Data supplied:

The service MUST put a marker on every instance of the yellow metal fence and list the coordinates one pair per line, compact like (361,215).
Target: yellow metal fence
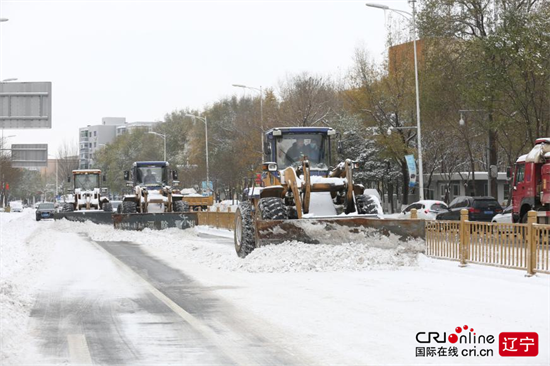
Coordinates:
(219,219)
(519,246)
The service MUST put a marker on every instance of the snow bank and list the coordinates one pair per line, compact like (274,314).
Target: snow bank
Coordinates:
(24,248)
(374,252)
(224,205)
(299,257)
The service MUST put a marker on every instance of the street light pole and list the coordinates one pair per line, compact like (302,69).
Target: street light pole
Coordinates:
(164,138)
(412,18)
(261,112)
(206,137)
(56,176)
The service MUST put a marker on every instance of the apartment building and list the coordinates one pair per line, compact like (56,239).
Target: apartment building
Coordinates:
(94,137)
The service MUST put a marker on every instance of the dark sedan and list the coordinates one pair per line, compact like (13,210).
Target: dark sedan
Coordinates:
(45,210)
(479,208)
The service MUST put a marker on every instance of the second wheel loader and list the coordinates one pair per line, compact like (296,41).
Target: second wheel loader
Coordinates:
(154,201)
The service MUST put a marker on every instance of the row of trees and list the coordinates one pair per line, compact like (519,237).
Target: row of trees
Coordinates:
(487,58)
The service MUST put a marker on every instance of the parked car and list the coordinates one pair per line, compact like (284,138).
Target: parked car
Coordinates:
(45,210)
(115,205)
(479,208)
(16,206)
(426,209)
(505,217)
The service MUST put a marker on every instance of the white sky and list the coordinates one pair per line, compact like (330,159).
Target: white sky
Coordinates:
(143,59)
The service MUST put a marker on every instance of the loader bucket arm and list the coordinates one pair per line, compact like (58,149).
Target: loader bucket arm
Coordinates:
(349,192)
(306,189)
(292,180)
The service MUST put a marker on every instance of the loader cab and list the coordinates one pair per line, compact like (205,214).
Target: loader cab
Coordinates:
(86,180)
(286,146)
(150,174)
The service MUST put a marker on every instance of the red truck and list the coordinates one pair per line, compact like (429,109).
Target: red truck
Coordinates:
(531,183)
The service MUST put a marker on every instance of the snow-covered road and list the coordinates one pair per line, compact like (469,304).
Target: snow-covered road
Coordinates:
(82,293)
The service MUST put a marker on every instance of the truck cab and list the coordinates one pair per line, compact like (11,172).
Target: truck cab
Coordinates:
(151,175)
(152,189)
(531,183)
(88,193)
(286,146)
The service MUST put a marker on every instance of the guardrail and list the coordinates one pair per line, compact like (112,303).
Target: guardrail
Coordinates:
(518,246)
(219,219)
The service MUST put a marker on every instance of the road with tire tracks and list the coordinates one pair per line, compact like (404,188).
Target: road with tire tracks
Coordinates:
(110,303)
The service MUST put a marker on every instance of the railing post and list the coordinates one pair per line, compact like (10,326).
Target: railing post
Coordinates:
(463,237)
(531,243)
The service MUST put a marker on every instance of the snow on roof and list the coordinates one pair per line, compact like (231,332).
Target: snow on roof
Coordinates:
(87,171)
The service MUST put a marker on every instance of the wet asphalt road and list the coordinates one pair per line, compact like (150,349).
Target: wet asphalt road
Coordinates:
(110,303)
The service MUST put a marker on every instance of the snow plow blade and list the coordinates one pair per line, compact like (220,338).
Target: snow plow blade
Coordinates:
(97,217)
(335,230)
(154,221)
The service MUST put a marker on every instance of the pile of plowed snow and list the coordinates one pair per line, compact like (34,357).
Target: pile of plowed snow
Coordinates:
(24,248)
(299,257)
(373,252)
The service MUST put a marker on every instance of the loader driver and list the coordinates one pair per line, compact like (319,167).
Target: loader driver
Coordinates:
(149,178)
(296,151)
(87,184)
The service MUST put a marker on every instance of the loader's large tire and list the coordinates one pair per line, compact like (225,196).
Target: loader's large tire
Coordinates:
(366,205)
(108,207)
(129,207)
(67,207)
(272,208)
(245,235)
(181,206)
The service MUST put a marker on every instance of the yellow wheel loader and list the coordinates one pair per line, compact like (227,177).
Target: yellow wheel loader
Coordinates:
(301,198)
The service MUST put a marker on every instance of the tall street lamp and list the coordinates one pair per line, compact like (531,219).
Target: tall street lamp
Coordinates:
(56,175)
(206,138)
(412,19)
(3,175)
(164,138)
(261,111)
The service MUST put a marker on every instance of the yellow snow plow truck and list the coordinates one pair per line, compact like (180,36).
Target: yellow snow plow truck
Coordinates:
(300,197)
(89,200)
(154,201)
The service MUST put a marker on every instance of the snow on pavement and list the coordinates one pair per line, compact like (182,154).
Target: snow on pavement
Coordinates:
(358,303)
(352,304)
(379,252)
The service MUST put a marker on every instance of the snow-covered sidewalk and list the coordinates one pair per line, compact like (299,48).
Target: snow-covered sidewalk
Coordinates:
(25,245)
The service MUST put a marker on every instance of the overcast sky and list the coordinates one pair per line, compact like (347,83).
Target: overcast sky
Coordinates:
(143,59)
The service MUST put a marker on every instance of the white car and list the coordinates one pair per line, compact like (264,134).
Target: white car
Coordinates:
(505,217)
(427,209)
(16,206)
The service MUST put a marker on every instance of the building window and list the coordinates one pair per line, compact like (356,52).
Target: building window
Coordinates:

Exercise directions: Print the records above exactly as they stand, but leave out the pictures.

Task response:
The service MUST put a marker on every instance of the yellow metal fence and list the coordinates one pair per line, compact like (361,215).
Target: yellow metal fence
Coordinates:
(219,219)
(519,246)
The service MUST put a marker on every instance of the snow bank and list the coordinates one pair per line, compact like (274,314).
Target: snow bank
Coordinates:
(24,248)
(374,252)
(224,205)
(299,257)
The service MUST put a marker on every instance of the street light pole and list the coordinates one pair per line, compact like (302,69).
Target: street light pole
Coordinates:
(164,138)
(412,18)
(261,112)
(206,137)
(56,176)
The service MUST put a marker on every instance of the apartment building and list the coordinates one pair per line, compact like (56,239).
Target: apartment building
Coordinates:
(94,137)
The service MUST put a marker on every instance of the dark sedan and list the coordinates one pair per line, compact like (13,210).
Target: dark sedan
Coordinates:
(45,210)
(479,208)
The service MUST put a marker on every instance of the second wheel loader and list the coordinates one pair per line, compact like (296,41).
Target: second wheel loader
Coordinates:
(154,201)
The service MUST put a marker on every instance of the row of trees and list the coordinates one pair per line, compact like (519,237).
Target: row of trees
Coordinates:
(487,58)
The service MUST put a marker on every instance of the parked car and list the coordinates one pair per line, compact like (284,138).
Target: parked car
Coordinates:
(45,210)
(115,205)
(479,208)
(16,206)
(426,209)
(505,217)
The service MUST put a marker on every instance of the white sky and list the coordinates one pair per line, compact like (330,159).
Target: white sky
Coordinates:
(143,59)
The service MUST put a marker on every instance of the loader bucket arm and list the coordinates one pair per line, compact like (58,149).
Target: loader bucket arm
Coordinates:
(349,192)
(306,189)
(292,180)
The service MUST put a marker on every instance of the loader cab and list the coordinates one pair per line, compact like (205,214).
Target: loader cab
Coordinates:
(86,180)
(286,146)
(150,174)
The service MUST put a marker on every instance of the red truck and list the coordinates one pair per line, compact like (429,109).
Target: red truck
Coordinates:
(531,183)
The service MUST put a marker on every instance of the snow-covered road and list the coordinates one pair per line, compact like (469,304).
Target: snow-covered road
Coordinates:
(82,293)
The service MUST put a marker on every instance of the truck cab and list the coordinates one pair per line, compact like (11,172).
Target: truck cab
Coordinates:
(151,175)
(152,189)
(531,183)
(88,193)
(286,146)
The service MUST put a marker on every instance of the guardrail and list the coordinates one pair per line, compact like (112,303).
Target: guardrail
Coordinates:
(518,246)
(219,219)
The service MUST put a marker on every instance of the road with tire tracks and list the coordinates one pair per line, compact like (404,188).
Target: road with tire tracks
Coordinates:
(110,303)
The service MUST put a marker on every instance of the railing post and list the coordinates one pair per line, compact like (10,326).
Target: railing post
Coordinates:
(463,237)
(531,243)
The service MUST put a marker on every instance of the snow on roof and list the coordinates one pair per line, compact like (231,332).
Target: snow on roof
Coordinates:
(87,171)
The service MUST put a marker on every instance of the wet asphalt road and list the coordinates one pair per line, compact like (150,349).
Target: wet asphalt road
Coordinates:
(110,303)
The service MUST put a marker on every instance of the snow plow blade and list the coordinates one pair per line, compact like (220,338).
Target: snow plow blade
Coordinates:
(97,217)
(335,230)
(154,221)
The service MUST put a marker on every instance of the pile of plowed snow and list the coordinates one pair per line, compact like (34,357).
Target: pile of plowed snow
Coordinates:
(24,248)
(299,257)
(373,252)
The service MUST put a marker on every instance of the loader driver and list the coordinates one pair per line, compact like (319,167).
Target: loader driver
Coordinates:
(149,178)
(296,151)
(87,184)
The service MUST put a marker on every instance of the loader's large tire and list the coordinates one pair per line, compact like (225,196).
Target: loader's large tire
Coordinates:
(366,205)
(108,207)
(129,207)
(67,207)
(272,208)
(245,235)
(181,206)
The service MUST put a marker on every instance of the yellow wheel loader and list the coordinates one pair per line, compact like (227,177).
Target: yellow wheel loader
Coordinates:
(301,198)
The service MUST put a marker on every instance of the tall street lamp and list the coordinates one pair per line, compact like (531,219).
Target: tall street lamp
Coordinates:
(56,175)
(206,138)
(412,19)
(3,175)
(164,138)
(261,111)
The service MUST put a marker on every instance of the yellow snow plow truck and list the coordinates one pair per line, compact like (180,36).
Target: yellow snow plow truck
Coordinates:
(300,197)
(89,200)
(154,201)
The service MUST put a marker on every instance of the snow on pavement and list the coordinates one pair per line, compact like (182,154).
Target: snow on pavement
Coordinates:
(358,303)
(352,304)
(379,252)
The service MUST put a marker on every instance of the snow-covered sidewalk and list the coordinates one pair per line, compact like (299,48).
Target: snow-covered sidewalk
Coordinates:
(25,245)
The service MUST put a marker on every instance of the overcast sky and list the coordinates one pair per line, compact like (347,83).
Target: overcast sky
Coordinates:
(143,59)
The service MUST put a marker on every instance of the white car and list the coordinates one pair per line, compact like (264,134).
Target: white car
Coordinates:
(505,217)
(427,209)
(16,206)
The service MUST put a marker on every instance of the building window and list the coordinates one pair per line, compact like (356,52).
Target: building window
Coordinates:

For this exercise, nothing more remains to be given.